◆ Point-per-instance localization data
######

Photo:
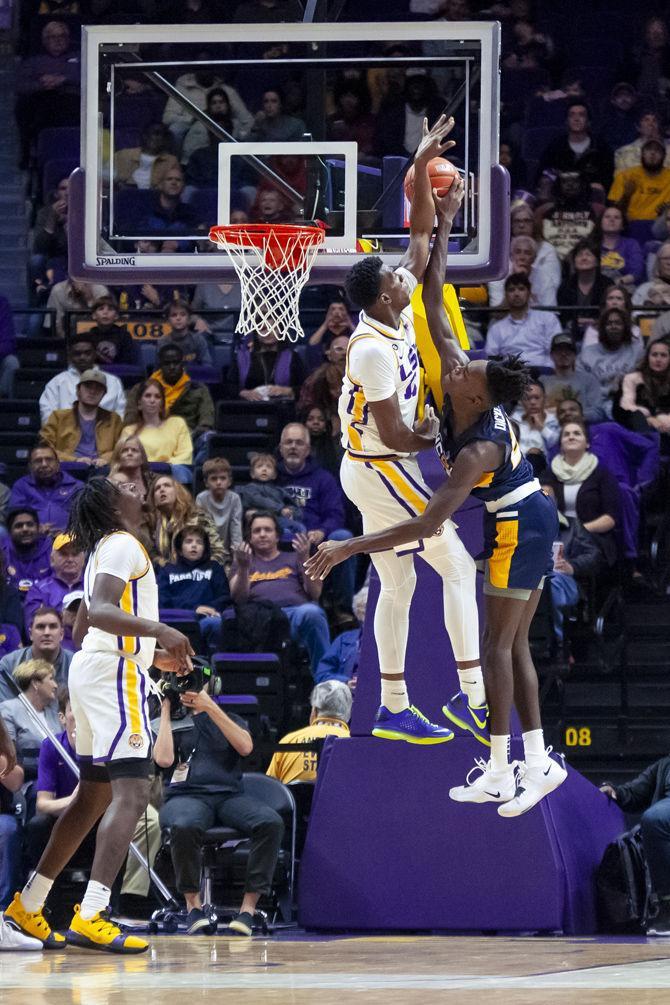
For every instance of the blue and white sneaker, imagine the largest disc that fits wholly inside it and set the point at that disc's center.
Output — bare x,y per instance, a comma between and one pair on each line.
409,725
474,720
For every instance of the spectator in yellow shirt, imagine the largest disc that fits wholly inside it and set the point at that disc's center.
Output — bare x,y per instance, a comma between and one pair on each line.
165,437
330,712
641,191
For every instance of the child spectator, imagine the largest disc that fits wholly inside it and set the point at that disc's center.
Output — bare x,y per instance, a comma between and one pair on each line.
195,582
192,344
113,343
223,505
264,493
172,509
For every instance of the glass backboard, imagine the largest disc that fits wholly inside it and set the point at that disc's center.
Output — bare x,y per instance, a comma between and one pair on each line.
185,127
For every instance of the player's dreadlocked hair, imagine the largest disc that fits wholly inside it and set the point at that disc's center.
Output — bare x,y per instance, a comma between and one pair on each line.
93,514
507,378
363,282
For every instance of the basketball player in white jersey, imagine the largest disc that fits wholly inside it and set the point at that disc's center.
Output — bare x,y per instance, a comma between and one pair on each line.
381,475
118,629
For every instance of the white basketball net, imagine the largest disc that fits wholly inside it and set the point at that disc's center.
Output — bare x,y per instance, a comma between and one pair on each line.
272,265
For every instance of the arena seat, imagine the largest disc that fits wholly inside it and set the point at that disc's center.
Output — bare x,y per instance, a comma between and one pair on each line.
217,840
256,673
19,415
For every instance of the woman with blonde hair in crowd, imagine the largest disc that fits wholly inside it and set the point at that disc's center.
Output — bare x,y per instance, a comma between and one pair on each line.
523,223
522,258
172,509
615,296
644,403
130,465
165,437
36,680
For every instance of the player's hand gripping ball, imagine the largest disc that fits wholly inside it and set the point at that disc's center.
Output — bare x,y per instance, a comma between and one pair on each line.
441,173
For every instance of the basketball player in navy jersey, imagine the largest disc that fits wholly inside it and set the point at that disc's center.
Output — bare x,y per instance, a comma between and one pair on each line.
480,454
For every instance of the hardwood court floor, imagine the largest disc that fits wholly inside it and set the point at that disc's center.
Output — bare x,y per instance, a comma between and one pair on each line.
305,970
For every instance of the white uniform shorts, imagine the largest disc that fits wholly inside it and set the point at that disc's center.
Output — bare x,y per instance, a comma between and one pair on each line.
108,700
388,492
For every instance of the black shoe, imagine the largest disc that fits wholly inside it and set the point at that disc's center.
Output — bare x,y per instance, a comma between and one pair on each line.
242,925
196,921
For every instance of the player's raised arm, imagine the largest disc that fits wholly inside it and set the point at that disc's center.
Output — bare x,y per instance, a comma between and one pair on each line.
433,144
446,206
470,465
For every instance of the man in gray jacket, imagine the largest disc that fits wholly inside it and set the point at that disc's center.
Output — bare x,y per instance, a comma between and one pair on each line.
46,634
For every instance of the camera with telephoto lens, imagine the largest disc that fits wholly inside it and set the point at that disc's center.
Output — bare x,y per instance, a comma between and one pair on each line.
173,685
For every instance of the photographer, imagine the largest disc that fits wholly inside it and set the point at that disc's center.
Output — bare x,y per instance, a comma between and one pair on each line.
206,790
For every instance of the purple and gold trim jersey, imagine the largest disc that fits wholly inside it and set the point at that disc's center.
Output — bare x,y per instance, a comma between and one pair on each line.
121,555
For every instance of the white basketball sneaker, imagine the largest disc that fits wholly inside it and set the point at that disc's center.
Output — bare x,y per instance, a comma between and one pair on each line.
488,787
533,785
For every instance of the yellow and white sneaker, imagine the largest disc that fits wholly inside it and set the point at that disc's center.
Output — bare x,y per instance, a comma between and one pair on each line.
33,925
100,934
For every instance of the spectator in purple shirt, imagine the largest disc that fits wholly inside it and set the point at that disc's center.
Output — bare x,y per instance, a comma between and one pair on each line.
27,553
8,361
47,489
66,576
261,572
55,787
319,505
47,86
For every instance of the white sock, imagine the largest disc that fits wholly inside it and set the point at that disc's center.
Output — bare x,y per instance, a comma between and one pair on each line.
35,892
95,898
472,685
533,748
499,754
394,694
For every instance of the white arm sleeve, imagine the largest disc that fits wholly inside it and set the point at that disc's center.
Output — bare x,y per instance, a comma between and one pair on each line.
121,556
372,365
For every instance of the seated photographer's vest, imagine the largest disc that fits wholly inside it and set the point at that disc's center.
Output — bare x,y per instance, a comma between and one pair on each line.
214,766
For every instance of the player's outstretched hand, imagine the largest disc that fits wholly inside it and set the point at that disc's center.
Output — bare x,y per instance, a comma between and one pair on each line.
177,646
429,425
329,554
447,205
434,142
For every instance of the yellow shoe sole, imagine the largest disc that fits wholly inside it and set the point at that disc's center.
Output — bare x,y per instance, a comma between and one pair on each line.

######

◆ Your instructions
If a line above contains the word "photographer", list it.

◆ Answer to this exercise
For every instance of the photographer, imagine the largest disc that fits wholly inside it and set the point at that disc's center.
For every instance of the seated photographer's vest, imagine the largest disc that fits wholly inside it and set the point at that disc's center.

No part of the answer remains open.